GOAL: Write out all the entries below again, substituting "Mark" for each "Put down" and keeping every other character the same.
BEGIN THE INPUT
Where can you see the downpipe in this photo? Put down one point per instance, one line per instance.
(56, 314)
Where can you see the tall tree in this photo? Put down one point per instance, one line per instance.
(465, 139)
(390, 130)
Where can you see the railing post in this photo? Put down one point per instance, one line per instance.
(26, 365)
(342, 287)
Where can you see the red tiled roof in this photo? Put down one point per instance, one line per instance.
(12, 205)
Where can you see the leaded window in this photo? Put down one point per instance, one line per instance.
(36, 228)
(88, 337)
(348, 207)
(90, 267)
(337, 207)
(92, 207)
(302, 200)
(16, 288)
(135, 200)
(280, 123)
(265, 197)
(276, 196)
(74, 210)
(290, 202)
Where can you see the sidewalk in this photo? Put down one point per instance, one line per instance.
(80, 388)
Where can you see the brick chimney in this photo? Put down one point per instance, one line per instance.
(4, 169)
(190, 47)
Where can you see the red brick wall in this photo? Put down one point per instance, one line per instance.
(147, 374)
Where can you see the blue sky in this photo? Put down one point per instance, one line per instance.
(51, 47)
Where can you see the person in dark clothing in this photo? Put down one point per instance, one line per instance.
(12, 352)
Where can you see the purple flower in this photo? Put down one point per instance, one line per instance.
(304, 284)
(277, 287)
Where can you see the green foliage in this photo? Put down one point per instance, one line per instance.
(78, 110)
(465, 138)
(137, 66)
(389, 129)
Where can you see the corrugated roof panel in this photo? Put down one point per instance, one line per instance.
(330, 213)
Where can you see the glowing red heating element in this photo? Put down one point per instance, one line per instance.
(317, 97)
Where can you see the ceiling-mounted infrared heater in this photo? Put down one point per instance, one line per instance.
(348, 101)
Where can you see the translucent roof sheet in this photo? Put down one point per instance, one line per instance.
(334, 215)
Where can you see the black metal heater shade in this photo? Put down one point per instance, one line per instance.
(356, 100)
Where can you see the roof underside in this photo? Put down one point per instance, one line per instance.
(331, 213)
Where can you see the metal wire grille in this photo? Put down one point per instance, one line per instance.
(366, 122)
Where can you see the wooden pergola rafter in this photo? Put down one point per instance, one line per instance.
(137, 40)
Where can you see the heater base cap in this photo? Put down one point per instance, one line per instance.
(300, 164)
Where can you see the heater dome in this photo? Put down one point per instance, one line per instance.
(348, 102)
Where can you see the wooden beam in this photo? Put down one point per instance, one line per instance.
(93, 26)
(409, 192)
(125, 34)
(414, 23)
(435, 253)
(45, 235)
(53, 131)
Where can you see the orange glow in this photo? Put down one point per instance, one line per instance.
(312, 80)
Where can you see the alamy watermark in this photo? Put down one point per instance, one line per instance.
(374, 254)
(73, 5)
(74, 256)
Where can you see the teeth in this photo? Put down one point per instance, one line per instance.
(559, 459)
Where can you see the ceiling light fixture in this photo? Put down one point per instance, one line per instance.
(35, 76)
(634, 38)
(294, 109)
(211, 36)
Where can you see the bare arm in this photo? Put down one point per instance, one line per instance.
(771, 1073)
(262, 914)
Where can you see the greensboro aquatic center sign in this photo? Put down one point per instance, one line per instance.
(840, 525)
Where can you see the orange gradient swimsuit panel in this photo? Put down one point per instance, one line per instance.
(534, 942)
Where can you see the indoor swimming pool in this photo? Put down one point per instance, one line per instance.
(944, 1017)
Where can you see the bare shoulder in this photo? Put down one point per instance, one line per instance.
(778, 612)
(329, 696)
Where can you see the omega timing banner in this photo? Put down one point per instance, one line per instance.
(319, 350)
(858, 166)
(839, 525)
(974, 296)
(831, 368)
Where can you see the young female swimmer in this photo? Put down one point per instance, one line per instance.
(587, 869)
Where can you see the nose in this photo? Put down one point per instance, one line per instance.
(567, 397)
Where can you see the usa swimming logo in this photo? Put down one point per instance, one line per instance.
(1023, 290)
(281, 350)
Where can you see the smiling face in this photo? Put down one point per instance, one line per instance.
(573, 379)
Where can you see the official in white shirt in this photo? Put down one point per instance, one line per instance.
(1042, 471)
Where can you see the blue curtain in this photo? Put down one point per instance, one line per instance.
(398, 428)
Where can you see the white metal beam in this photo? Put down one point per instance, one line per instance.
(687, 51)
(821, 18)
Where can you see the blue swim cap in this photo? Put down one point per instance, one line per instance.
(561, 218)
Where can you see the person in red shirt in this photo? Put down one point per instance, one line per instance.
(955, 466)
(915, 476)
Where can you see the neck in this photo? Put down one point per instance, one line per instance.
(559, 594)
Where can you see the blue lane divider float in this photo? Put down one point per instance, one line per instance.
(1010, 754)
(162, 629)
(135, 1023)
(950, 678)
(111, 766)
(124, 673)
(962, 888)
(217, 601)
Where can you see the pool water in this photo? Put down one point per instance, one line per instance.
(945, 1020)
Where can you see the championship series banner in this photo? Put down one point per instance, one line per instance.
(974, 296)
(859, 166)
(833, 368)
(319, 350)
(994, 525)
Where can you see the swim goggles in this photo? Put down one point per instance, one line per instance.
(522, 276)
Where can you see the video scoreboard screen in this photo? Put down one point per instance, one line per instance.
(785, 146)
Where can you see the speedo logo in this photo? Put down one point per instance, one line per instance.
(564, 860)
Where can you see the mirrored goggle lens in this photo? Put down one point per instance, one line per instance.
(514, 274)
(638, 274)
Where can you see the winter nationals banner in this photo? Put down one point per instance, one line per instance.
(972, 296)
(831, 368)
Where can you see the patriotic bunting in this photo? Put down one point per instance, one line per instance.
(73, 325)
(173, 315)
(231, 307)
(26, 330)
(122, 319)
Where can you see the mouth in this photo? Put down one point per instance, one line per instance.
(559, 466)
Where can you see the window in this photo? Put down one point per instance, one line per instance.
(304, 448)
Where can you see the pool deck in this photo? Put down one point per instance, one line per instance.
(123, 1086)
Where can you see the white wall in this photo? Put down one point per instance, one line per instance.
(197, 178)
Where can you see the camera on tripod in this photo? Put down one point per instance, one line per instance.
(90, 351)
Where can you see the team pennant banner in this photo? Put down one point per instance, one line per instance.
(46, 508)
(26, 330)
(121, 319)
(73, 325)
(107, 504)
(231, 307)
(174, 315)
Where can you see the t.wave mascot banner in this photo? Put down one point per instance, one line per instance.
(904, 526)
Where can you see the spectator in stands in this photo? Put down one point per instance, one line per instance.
END THE INPUT
TASK OUTPUT:
Where can you see the downpipe in this photo? Mark one point per instance, one line per instance.
(56, 314)
Where can you see the tall tree in this photo? Mark one point per instance, one line per instance.
(465, 139)
(390, 130)
Where can you see the railing post in this photo? Mark one point per instance, one line per instance.
(26, 365)
(342, 287)
Where can you see the red tiled roof in this photo? Mark one point per instance, one line per instance.
(12, 205)
Where can you see the leaded window in this photo? Mark one point per instance, one line per instance.
(36, 228)
(88, 337)
(348, 207)
(90, 267)
(337, 207)
(92, 207)
(302, 200)
(16, 288)
(135, 200)
(280, 123)
(265, 197)
(276, 196)
(74, 210)
(290, 202)
Where can you see the sidewalk in this photo? Mark one point per instance, one line per instance.
(80, 388)
Where can you see the brick chimney in this photo? Mark one point per instance, one line per instance.
(4, 169)
(190, 47)
Where can you see the red brick wall in this photo? Mark one point per instance, one line per instance.
(147, 374)
Where can you see the blue sky in this photo? Mark one point per instance, one line per instance.
(51, 47)
Where can you see the person in dark clothing in this photo? Mark one point per instance, one line per instance.
(12, 352)
Where can you see the purple flower in this photo? Mark one point per instance, one line per instance.
(304, 284)
(277, 287)
Where can you see the green foliage in this photo? Mark one point per instance, one line per instance.
(78, 110)
(465, 138)
(137, 66)
(389, 129)
Where can you see the corrugated roof panel in this photo? Mark one point per instance, one line per instance.
(330, 213)
Where can you see the glowing red heating element in this photo? Mark one point per instance, one line per instance.
(317, 97)
Where can you see the ceiling-mounted infrared heater in this photo? Mark one point per instance, one line per instance.
(348, 101)
Where can you see the translucent roof sheet in this photo? Mark one point per instance, one line per instance.
(334, 215)
Where can you see the black metal heater shade in this photo? Mark one point per instance, one line per instance.
(356, 100)
Where can you see the roof underside in this photo? Mark one point per instance, one line per instance.
(331, 213)
Where can you see the metal wire grille in this photo? Mark one point per instance, one line per instance.
(366, 122)
Where can you see the wooden pergola rafter in this photo? Mark one point per instance, one line per instance.
(137, 40)
Where can you see the heater base cap in this photo? Mark one point per instance, one line per instance.
(300, 164)
Where can you see the heater dome in this photo? Mark one point per instance, one line per instance.
(348, 102)
Where can you see the wooden beam in this photo? Mark one point per instance, one line per instance.
(93, 26)
(409, 192)
(125, 34)
(414, 23)
(435, 253)
(45, 235)
(53, 131)
Where can you see the orange glow in this photo? Mark one point per instance, one line per instance.
(312, 80)
Where can you see the alamy watermark in this photo? Mark one point per instance, one line per instance.
(374, 254)
(73, 5)
(74, 256)
Where can you see the teeth in this photo? Mark one point per instance, one line per instance.
(559, 459)
Where can you see the ceiling light fixture in this photo? Mark one point per instance, one line per instance.
(35, 76)
(634, 38)
(294, 109)
(211, 36)
Where can you see the bare arm in this photo? Mark one point per instance, one line per instance.
(771, 1073)
(262, 914)
Where can you see the greensboro aquatic center sign in this photo? Mark one point per instance, one line per instance.
(840, 525)
Where can you see the orange gradient swimsuit panel in this photo? Mark one point per instance, one line per instance.
(534, 942)
Where can you see the indoor swimming pool in this photo? Mark one point per instance, one line per instance.
(944, 1017)
Where can you see the bare shoulder in this photo? Mark one point per instance, one line per instance.
(778, 612)
(329, 696)
Where can you see the omega timing banner in this photo? Mark one point per instance, one line per instance.
(319, 350)
(858, 166)
(839, 525)
(974, 296)
(831, 368)
Where can you see the young female swimmer in this photo? Mark one point per instance, one line per instance.
(587, 869)
Where can you see the nose in this photo? Mark one point per instance, one line per instance.
(567, 397)
Where can you see the usa swimming logo in this photo? Mark one point per instance, one line per instance.
(1023, 290)
(281, 350)
Where can you see the smiling face in this photo? Mark one point per instance, one line per instance.
(573, 379)
Where can you see the official in white shirt in this photo? Mark one point per instance, one line per instance.
(1042, 471)
Where can you see the blue curtain in this photo? Mark one point per instance, one line per instance.
(398, 428)
Where can you see the white metal beam in this photo? Mark one point per instance, one line per instance.
(687, 51)
(821, 18)
Where can you see the blue swim cap in this photo? Mark one point per instance, one line per instance.
(561, 218)
Where can you see the person in red shirt in this photo? Mark one point per instance, one line per instance.
(955, 466)
(915, 476)
Where can you see the neck in this photo? Mark one point per instance, one line per instance.
(559, 594)
Where can you see the blue lane divider float in this photo? Mark one point per instance, one line per instance.
(1010, 754)
(162, 629)
(135, 1023)
(950, 678)
(111, 766)
(124, 673)
(962, 888)
(217, 601)
Where can you see the pool water in this photo? Mark one point per instance, one line per instance.
(945, 1020)
Where can you see the championship series banner in this photo? Mark one point per instance, one line per instance.
(974, 296)
(859, 166)
(833, 368)
(319, 350)
(994, 525)
Where can you see the swim goggles in this photo? Mark one point per instance, one line per instance.
(522, 276)
Where can you see the video scoreboard screen in this photo? Mark one point per instance, one line per instance.
(785, 146)
Where can you see the speedo logo in this photo? Mark one point per instance, one line per instance.
(564, 860)
Where can you see the mirrored goggle lens in this photo? Mark one point per instance, one line per instance.
(514, 274)
(638, 274)
Where can you see the winter nationals banner in this photo? Mark one point per instance, one line per instance.
(972, 296)
(831, 368)
Where can you see the patriotic bunting in this photo? Mark one point per instance, one line per instance.
(73, 325)
(173, 315)
(231, 307)
(26, 330)
(122, 319)
Where can you see the mouth in this photo? Mark one point per instance, one line per instance.
(559, 466)
Where can you see the window in this photo? Mark one point per instance, one line per instance.
(304, 448)
Where can you see the pool deck in this photo? Mark one point per instance, one line per instance.
(123, 1086)
Where can you see the white wall in this photo? Mark one point per instance, one line per instance.
(197, 178)
Where can you see the camera on tripod in this photo? Mark one point per instance, one line per instance.
(90, 351)
Where can you see the team pennant banner in this photo? Mark one point per instance, one line per instance.
(46, 508)
(26, 330)
(121, 319)
(73, 325)
(107, 504)
(231, 307)
(174, 315)
Where can you see the t.wave mascot banner in this photo? Mark one point per instance, one line per instance.
(904, 526)
Where can you see the spectator in stands in this photo? Mark one point per instance, one line per instance.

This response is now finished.